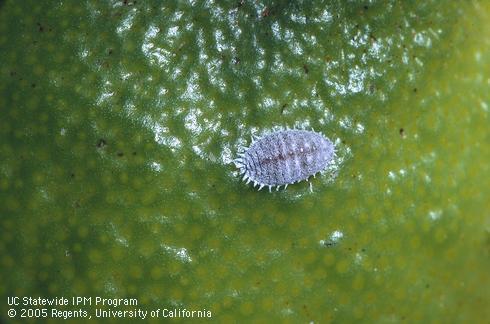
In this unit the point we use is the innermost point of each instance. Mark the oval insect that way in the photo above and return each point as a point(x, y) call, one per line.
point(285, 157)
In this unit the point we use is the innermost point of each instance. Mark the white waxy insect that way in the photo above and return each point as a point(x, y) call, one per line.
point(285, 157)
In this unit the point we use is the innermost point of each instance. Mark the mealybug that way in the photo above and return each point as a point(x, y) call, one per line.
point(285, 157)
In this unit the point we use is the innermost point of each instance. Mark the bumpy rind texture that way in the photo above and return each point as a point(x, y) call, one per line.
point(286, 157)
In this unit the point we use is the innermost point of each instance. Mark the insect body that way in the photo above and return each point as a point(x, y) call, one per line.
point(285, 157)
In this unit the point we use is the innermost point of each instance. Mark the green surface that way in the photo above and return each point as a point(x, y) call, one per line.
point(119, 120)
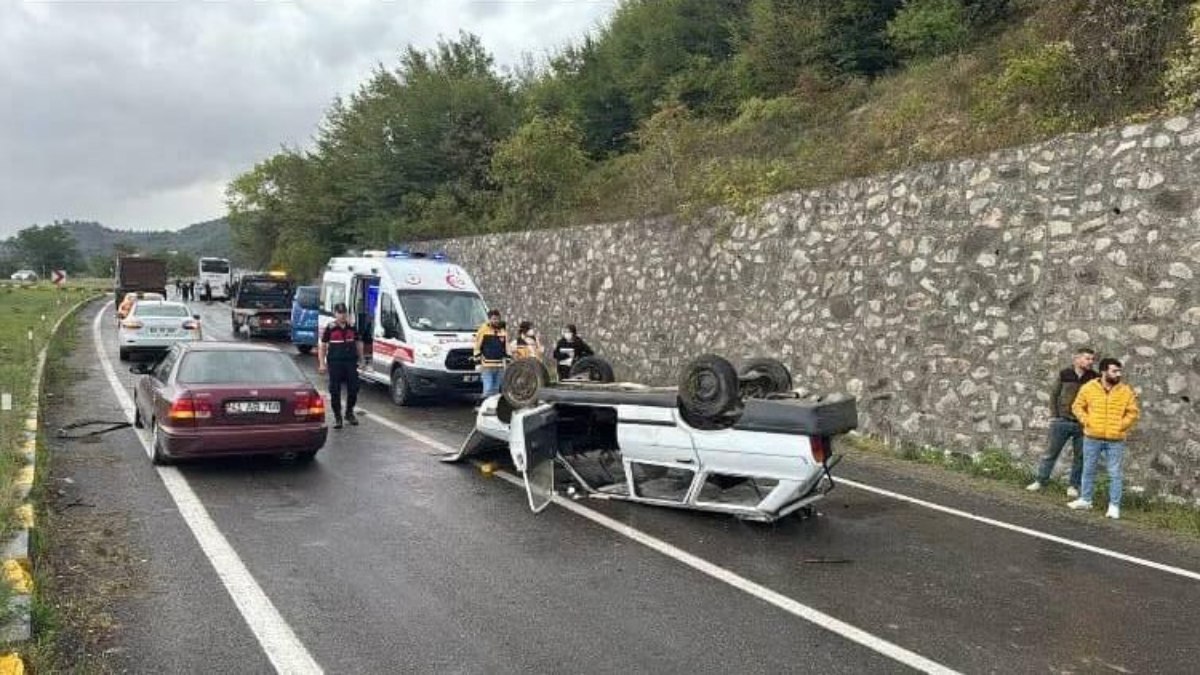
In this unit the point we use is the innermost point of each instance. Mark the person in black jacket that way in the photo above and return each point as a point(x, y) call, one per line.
──────────────────────────────
◆ What is expected: Arrange every line of text in the material above as a JSON list of strings, one string per line, leaving out blank lines and the pictures.

◆ Correct result:
[
  "In this unit the point we use is the innermost point of each instance. Mark the oval insect that way in the photo above and return each point as a point(x, y) call, one per line.",
  "point(285, 157)",
  "In this unit the point we use is the innermost point of each instance. Mark the white waxy insect that way in the photo above and return each point as a point(x, y) call, one per line.",
  "point(285, 157)",
  "In this unit the point we use is the innermost point of each instance. Mark the mealybug that way in the photo above and return each point as a point(x, y) call, one per line.",
  "point(285, 157)",
  "In this unit the point we use is the innermost point of each instance. Mark the bumpy rind texture that way in the photo above and return each point as a point(x, y) call, one per line.",
  "point(286, 157)",
  "In this unit the point we use is the innermost point of each instance. Mark the insect body that way in the photo above and return each point as a point(x, y) call, one per line.",
  "point(285, 157)",
  "In this unit the point we use is the innermost point of each instance. Mark the green surface that way in the photo above and return each point as a point(x, y) call, one per line.",
  "point(119, 120)",
  "In this unit the point we use is the innermost point of each instance. Mark the person in black jacket that way in the photo above and return each point as a point(x, y) call, one per line."
]